Texto para leitura:
────

No caso do infrator ser uma empresa, há pena de 1% a 20% do valor do faturamento bruto no seu último exercício excluídos os impostos, a qual nunca será inferior à vantagem auferida, quando quantificável. Para pessoas físicas a multa é de 10% a 50% da multa aplicada às empresas. Para o administrador, direta ou indiretamente responsável pela infração cometida pela empresa, a multa é de 10 a 50% do valor da que for aplicada à empresa, de responsabilidade pessoal e exclusiva do administrador.
Quanto às demais pessoas físicas ou jurídicas de direito público ou privado, bem como qualquer associações de entidades ou pessoas constituídas de fato ou de direito, ainda que temporariamente, com ou sem personalidade jurídica, que não exerçam atividade empresarial, não sendo possível utilizar-se o critério do valor do faturamento bruto, a multa será de 6.000 a 6.000.000 de UFIRs, ou padrão superveniente. Em caso de reincidência, as multas cominadas serão aplicadas em dobro. Essas disposições visam a incriminar os “terceiros” que tiverem envolvimento nos abusos do poder econômico por uma empresa.

────

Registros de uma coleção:
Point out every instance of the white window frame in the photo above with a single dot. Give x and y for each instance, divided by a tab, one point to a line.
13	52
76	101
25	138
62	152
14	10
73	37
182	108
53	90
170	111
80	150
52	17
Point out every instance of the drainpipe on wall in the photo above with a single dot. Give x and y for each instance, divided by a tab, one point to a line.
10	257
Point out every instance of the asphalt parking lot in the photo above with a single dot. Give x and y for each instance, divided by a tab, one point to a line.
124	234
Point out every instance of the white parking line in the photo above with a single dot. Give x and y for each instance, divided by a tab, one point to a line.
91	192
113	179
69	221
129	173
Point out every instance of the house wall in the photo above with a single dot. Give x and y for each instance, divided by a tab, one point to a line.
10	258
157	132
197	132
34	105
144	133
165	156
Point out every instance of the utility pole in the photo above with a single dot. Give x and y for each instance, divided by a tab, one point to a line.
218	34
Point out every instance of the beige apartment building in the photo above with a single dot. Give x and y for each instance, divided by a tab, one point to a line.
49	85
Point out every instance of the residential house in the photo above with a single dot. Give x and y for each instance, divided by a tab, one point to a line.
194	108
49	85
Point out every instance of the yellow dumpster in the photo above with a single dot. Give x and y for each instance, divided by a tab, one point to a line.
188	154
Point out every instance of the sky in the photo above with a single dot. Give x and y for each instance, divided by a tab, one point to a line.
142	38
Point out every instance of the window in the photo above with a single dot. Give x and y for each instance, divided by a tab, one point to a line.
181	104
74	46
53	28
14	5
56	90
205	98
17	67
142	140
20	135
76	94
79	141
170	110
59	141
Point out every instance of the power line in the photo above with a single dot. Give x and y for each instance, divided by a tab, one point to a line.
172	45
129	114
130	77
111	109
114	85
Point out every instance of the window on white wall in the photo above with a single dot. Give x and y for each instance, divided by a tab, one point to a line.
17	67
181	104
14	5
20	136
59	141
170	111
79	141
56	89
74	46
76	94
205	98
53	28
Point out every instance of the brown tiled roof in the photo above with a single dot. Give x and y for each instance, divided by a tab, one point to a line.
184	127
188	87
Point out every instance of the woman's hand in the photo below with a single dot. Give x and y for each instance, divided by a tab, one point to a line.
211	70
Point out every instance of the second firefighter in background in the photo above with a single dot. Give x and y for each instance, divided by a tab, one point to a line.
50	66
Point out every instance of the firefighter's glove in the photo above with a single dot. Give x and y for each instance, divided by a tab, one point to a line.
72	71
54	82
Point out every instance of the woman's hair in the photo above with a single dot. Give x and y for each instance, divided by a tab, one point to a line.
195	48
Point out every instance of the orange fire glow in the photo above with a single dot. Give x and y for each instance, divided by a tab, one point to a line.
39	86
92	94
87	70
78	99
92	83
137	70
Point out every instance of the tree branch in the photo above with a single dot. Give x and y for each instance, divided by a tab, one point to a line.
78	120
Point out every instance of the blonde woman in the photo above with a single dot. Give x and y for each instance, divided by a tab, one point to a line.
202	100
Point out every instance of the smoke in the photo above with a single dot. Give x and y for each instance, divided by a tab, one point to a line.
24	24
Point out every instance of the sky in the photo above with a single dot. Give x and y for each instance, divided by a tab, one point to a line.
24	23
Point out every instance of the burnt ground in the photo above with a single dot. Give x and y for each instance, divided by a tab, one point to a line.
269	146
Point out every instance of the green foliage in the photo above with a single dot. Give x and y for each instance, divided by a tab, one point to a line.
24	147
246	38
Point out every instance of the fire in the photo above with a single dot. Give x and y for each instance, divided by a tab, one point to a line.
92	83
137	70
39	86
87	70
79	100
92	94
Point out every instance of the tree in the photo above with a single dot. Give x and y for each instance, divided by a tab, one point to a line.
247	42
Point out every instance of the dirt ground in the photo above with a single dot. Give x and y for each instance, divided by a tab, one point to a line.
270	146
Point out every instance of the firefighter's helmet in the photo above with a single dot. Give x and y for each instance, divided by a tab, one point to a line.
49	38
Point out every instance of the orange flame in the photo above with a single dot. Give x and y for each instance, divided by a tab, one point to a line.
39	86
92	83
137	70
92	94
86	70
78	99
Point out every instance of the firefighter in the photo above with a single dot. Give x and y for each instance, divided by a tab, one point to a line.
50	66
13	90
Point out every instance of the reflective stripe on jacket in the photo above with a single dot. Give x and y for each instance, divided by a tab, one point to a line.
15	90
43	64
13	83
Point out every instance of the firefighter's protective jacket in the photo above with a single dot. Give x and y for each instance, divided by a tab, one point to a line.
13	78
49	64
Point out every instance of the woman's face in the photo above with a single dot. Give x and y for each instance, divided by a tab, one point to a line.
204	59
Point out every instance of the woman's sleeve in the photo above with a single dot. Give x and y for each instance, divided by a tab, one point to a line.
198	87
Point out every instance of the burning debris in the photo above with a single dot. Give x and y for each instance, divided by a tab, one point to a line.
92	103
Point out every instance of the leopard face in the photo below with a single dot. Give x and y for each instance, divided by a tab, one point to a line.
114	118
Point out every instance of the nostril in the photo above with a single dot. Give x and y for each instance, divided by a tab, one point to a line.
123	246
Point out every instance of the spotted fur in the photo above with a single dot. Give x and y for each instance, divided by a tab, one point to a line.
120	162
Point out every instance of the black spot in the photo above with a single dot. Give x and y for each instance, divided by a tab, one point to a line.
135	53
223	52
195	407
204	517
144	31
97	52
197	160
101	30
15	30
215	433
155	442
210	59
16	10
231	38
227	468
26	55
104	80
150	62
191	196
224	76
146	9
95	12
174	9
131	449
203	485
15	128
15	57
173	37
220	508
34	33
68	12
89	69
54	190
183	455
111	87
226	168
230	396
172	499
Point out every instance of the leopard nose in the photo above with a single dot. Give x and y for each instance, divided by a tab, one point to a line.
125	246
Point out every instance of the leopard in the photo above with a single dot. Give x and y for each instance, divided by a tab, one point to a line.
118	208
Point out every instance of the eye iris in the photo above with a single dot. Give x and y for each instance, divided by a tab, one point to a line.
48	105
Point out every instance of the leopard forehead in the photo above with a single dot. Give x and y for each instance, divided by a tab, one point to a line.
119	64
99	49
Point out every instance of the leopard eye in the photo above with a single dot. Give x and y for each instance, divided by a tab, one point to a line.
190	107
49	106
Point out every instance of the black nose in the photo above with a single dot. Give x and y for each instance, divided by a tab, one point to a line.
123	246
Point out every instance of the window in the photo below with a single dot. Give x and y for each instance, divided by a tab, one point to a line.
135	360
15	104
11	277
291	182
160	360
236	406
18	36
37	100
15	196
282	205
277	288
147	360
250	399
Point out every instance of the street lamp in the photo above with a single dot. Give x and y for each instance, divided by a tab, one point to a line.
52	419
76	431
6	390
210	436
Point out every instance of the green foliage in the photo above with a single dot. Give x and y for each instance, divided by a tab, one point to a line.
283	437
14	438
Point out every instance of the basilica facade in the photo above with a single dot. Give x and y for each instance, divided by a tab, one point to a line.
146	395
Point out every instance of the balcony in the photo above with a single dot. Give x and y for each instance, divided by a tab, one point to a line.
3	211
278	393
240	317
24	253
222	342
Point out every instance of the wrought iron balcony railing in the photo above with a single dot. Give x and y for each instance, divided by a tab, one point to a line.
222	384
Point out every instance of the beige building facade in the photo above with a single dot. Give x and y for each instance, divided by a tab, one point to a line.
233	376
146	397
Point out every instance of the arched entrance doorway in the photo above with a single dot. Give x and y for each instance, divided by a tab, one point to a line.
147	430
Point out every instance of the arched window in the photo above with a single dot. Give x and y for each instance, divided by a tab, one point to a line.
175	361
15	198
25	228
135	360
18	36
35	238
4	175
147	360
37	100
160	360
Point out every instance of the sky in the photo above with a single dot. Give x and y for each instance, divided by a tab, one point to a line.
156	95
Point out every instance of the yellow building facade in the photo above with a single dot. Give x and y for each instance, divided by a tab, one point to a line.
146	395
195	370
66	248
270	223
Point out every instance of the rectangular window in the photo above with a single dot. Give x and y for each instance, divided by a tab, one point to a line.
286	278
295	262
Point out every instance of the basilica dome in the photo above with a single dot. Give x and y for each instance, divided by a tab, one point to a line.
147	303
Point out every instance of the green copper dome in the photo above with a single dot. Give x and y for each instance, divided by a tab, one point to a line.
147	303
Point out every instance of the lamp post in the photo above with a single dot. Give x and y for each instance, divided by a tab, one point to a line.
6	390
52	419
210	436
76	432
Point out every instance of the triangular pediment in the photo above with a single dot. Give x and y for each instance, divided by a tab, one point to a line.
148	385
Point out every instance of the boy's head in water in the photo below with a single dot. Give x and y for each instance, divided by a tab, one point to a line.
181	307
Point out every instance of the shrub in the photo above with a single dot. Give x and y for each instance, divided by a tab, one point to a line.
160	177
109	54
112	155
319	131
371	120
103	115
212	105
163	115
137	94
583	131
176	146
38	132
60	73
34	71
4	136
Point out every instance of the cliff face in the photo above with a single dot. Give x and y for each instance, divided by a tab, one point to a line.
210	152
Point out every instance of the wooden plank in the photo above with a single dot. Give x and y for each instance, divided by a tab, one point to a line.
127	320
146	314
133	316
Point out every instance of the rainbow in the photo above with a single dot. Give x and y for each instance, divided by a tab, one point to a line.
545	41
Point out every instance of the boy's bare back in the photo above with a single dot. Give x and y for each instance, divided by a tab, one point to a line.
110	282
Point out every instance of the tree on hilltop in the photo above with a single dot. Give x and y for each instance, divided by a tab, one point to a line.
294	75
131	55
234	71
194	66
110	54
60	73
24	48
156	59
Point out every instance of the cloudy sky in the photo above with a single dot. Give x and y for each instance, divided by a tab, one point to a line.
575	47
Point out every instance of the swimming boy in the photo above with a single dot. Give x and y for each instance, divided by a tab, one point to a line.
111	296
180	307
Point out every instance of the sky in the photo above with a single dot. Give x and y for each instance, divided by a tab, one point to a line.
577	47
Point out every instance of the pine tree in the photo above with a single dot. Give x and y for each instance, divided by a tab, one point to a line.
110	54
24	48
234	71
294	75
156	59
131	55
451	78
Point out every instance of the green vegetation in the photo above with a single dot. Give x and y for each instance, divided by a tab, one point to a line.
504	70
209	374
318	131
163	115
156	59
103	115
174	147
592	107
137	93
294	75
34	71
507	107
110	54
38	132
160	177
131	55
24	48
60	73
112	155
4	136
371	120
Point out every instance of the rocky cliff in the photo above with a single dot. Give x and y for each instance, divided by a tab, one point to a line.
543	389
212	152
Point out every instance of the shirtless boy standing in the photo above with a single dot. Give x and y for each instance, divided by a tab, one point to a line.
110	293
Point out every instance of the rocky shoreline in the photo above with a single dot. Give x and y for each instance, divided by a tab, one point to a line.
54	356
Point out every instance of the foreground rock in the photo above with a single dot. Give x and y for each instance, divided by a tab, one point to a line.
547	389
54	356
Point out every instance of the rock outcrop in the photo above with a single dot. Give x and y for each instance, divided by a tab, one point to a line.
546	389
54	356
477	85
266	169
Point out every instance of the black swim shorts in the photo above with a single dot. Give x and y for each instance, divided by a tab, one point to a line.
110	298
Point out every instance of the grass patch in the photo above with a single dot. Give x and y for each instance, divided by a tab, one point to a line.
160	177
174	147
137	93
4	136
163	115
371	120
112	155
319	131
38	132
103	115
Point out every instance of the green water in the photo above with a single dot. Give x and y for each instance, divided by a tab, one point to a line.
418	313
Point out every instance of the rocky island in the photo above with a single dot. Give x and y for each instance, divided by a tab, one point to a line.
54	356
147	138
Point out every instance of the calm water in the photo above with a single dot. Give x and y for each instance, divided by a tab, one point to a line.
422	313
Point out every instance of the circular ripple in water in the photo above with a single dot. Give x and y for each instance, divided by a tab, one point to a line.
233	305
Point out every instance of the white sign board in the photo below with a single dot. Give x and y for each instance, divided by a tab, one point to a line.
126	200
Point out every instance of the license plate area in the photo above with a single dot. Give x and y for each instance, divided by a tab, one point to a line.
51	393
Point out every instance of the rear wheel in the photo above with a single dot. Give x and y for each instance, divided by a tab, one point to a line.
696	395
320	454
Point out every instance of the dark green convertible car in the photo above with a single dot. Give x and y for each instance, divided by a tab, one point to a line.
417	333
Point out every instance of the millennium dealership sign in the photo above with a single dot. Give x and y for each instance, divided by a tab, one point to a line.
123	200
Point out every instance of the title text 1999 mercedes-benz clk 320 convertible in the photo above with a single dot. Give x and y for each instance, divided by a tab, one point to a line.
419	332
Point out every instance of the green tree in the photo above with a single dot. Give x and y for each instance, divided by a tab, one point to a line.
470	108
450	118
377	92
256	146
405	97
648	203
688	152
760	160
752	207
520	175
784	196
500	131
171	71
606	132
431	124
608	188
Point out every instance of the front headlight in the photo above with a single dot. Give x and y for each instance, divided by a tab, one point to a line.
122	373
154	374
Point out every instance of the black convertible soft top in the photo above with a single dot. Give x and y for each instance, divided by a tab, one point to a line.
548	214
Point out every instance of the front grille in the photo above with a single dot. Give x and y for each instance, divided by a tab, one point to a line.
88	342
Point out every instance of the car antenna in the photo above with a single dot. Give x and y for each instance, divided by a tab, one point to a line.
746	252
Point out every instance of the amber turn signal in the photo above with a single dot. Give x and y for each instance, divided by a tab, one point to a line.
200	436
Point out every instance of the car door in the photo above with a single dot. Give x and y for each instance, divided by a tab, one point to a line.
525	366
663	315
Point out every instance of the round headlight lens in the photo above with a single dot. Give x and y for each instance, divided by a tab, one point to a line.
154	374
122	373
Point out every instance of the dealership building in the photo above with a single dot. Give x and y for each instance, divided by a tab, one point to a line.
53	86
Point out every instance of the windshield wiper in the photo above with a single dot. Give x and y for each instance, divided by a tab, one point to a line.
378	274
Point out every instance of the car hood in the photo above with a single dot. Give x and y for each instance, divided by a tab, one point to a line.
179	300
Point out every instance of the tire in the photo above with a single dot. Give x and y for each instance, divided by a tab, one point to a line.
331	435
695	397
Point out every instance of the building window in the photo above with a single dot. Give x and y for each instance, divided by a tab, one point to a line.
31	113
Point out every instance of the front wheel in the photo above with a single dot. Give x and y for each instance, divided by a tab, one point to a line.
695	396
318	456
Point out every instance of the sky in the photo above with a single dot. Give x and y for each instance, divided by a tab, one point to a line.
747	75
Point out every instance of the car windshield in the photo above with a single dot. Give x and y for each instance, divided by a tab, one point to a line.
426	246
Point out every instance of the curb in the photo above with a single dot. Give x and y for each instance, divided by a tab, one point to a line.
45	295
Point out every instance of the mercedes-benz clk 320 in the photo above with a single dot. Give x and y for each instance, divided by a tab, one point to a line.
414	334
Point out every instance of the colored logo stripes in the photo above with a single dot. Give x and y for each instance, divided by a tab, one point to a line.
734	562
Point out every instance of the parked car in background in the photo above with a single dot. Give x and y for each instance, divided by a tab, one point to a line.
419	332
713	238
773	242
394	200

────

Exercício 1: Edite o trecho do texto sobre as multas entre "No caso do infrator" e "exclusiva do administrador.", inclusive, trocando "administrador" por "diretor".
Exercício 2: Dê continuidade ao texto sobre as multas por abuso do poder econômico a partir do ponto em que ele termina.
As linhas não têm nenhum papel nesta atividade.

Resposta escrita 1:
No caso do infrator ser uma empresa, há pena de 1% a 20% do valor do faturamento bruto no seu último exercício excluídos os impostos, a qual nunca será inferior à vantagem auferida, quando quantificável. Para pessoas físicas a multa é de 10% a 50% da multa aplicada às empresas. Para o diretor, direta ou indiretamente responsável pela infração cometida pela empresa, a multa é de 10 a 50% do valor da que for aplicada à empresa, de responsabilidade pessoal e exclusiva do diretor.

Resposta escrita 2:
Além dessas penalidades, quando se tratar de fatos graves ou interesse público geral ao exigir, poderão ser impostas à empresa infratora outras penas, isolada ou cumulativamente. Poderá ela ser obrigada a publicar às suas expensas, em jornal indicado na decisão, o extrato da decisão condenatória, por dois dias seguidos, de uma a três semanas consecutivas.
Ficará ainda a empresa infratora proibida de contratar com instituições financeiras oficiais e participar de licitação tendo por objeto aquisições, alienações, realizações de obras e serviços, concessão de serviços públicos, junto à administração pública federal, estadual, municipal e do Distrito Federal, bem como entidades da administração indireta, por prazo não inferior a cinco anos. Para ampliar ainda mais as restrições, estará sujeita a ser inscrita no Cadastro Nacional de Defesa do Consumidor.
É possível ainda a vedação para que seja concedido à empresa infratora o parcelamento de tributos federais por ela devidos, ou para que sejam cancelados, no todo ou em parte, incentivos fiscais ou subsídios públicos. Ou então, as patentes de titularidade da empresa infratora poderão ser licenciadas compulsoriamente a outras empresas. Poderá, também, a empresa infratora sofrer imposições para cisão de sociedade, transferência de controle societário, venda de ativo, cessação parcial de atividade, ou qualquer outro ato ou providência necessários para a eliminação dos efeitos nocivos à ordem econômica. Julgamos essa questão como delicada e preocupante, por dar ao CADE a faculdade de intervir nas atividades de uma empresa.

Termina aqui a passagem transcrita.